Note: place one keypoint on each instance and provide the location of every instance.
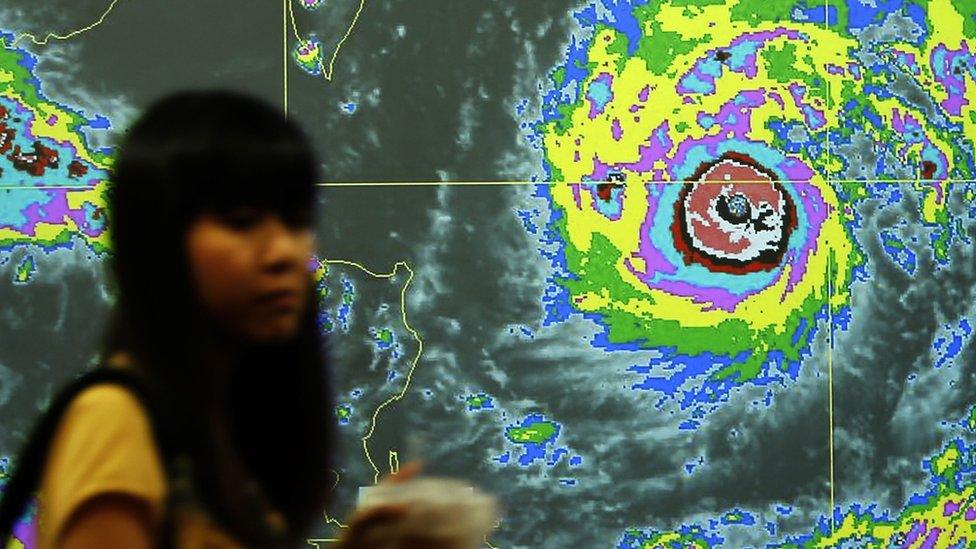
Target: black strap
(21, 486)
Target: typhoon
(705, 160)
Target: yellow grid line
(51, 35)
(533, 183)
(830, 304)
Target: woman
(211, 211)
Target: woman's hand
(362, 530)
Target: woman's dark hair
(211, 152)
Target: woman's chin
(276, 331)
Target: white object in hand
(441, 510)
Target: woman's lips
(280, 300)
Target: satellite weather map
(656, 273)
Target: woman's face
(250, 269)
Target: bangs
(213, 152)
(277, 177)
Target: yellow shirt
(105, 444)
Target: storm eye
(733, 217)
(734, 209)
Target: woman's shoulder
(103, 445)
(109, 399)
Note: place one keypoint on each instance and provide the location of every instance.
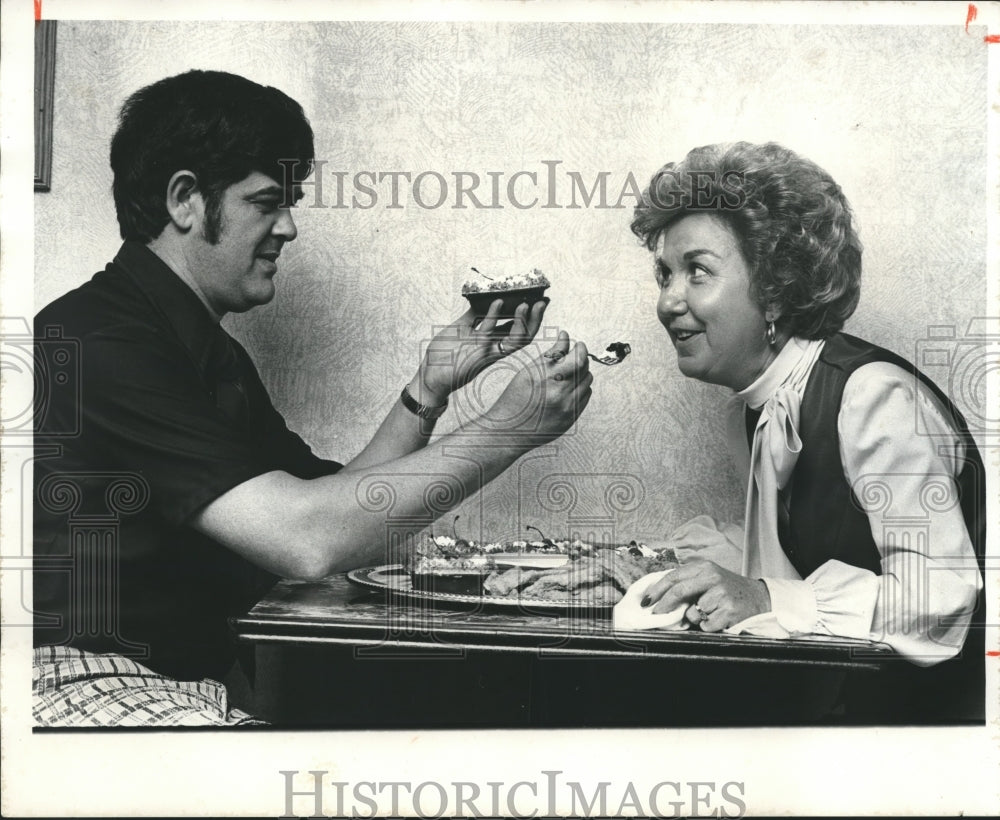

______________________________

**Exercise goal**
Duplicate all of the records above verbatim, leaving out the pictures.

**Exercise output**
Note: place one keypoint on each instance and provide the location of every instance.
Target: black strap
(21, 486)
Target: typhoon
(705, 160)
Target: yellow grid line
(51, 35)
(533, 183)
(830, 304)
Target: woman
(211, 211)
Target: woman's hand
(362, 530)
Target: woman's dark hair
(211, 152)
Target: woman's chin
(276, 331)
Target: white object in hand
(441, 510)
Target: woman's lips
(280, 300)
Target: satellite weather map
(656, 273)
Target: woman's face
(250, 269)
Target: bangs
(213, 152)
(277, 177)
Target: yellow shirt
(105, 444)
Target: storm eye
(733, 217)
(734, 209)
Target: woman's shoulder
(103, 445)
(109, 399)
Note: place one keypoint on each instance and provide the location of every instance.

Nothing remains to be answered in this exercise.